_Records shown_:
## START
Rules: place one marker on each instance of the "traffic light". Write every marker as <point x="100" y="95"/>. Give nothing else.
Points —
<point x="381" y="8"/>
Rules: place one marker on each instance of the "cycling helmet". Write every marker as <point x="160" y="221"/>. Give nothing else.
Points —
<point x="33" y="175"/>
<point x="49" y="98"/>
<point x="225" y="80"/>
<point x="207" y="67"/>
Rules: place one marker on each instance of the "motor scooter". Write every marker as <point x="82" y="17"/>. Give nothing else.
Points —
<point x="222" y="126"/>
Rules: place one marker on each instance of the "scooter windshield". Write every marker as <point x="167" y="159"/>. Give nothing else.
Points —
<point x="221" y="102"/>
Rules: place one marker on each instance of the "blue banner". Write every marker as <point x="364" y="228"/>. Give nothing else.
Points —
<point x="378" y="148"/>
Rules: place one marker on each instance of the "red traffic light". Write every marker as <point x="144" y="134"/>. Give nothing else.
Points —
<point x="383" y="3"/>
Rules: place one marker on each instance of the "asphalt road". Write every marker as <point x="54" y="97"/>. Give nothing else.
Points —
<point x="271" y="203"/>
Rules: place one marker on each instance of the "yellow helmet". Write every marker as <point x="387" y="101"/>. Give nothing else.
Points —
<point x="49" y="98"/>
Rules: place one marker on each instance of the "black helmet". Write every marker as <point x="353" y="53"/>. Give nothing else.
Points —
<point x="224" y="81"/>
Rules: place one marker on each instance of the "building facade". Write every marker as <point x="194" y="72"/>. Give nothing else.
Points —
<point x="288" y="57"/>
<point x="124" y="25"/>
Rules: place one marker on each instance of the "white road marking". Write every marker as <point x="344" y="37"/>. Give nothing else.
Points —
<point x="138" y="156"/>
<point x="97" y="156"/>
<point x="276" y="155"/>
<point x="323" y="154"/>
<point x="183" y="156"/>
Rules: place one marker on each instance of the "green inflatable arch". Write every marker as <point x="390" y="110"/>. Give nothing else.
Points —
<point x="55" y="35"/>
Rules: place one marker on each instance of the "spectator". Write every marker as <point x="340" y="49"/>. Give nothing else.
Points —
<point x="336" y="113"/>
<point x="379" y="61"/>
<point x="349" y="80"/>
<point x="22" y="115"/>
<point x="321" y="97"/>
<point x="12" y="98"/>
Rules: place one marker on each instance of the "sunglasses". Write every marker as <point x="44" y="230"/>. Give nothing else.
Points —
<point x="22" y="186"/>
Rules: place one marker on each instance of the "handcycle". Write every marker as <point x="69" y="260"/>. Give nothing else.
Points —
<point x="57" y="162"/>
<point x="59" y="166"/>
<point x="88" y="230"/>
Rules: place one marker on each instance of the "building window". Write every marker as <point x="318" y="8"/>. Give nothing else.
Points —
## END
_What you are asked to do_: Repeat each record exactly, leaving nothing out.

_Solution for this task_:
Rules: place one marker on each instance of the "traffic light". Write every marker as <point x="100" y="95"/>. Give nothing else.
Points —
<point x="381" y="8"/>
Rules: place one marker on each instance of the "cycling helmet". Write every marker as <point x="160" y="221"/>. Give nothing else.
Points —
<point x="33" y="175"/>
<point x="49" y="98"/>
<point x="225" y="80"/>
<point x="207" y="67"/>
Rules: place one marker on each instance of the "motor scooter". Write every marker as <point x="82" y="17"/>. Give nothing else.
Points —
<point x="222" y="126"/>
Rules: place one marker on each instance of the "scooter windshield". Write every marker as <point x="167" y="159"/>. Give nothing else.
Points —
<point x="221" y="102"/>
Rules: place one marker on each instance of the "blue banner". Write every marker as <point x="364" y="228"/>. Give nothing else.
Points —
<point x="378" y="148"/>
Rules: place one marker on each instance of the "red traffic light". Write every marker as <point x="144" y="134"/>. Give nothing else.
Points —
<point x="383" y="3"/>
Rules: place one marker on each instance of the "asphalt road". Write every marker as <point x="54" y="97"/>. Give nothing else.
Points —
<point x="271" y="203"/>
Rules: place one marker on each instance of the "yellow helmet". Write every marker as <point x="387" y="101"/>. Give nothing else.
Points —
<point x="49" y="98"/>
Rules: place one marker on each instance of the "black helmet". Write every marker as <point x="353" y="53"/>. Give nothing else.
Points —
<point x="224" y="81"/>
Rules: place one marker on each instance of the "building facade". Write every marker as <point x="194" y="72"/>. Give nothing else.
Points —
<point x="288" y="57"/>
<point x="124" y="25"/>
Rules: place one marker on each instance of the "white road marking". Write every marker as <point x="344" y="37"/>. Give nothing else.
Points —
<point x="138" y="156"/>
<point x="97" y="156"/>
<point x="276" y="155"/>
<point x="323" y="154"/>
<point x="183" y="156"/>
Rules: place one marker on each instance of the "green inflatable arch". Write every marker as <point x="390" y="110"/>. Give nothing else.
Points —
<point x="55" y="35"/>
Rules: place one marker on each instance of the "spectator". Write every marker as <point x="340" y="49"/>. Give nothing else.
Points —
<point x="336" y="113"/>
<point x="379" y="61"/>
<point x="349" y="80"/>
<point x="22" y="115"/>
<point x="321" y="97"/>
<point x="12" y="98"/>
Rules: place one marker on each instance of the "sunglasses". Write every marker as <point x="44" y="230"/>. Give nothing else.
Points —
<point x="22" y="186"/>
Rules: place one marker on each instance of the "handcycle". Write every marker as <point x="69" y="260"/>. Give nothing else.
Points —
<point x="57" y="162"/>
<point x="59" y="166"/>
<point x="88" y="230"/>
Rules: place one marker on each instance of the "building window". Write every marker as <point x="318" y="8"/>. Give nothing else.
Points —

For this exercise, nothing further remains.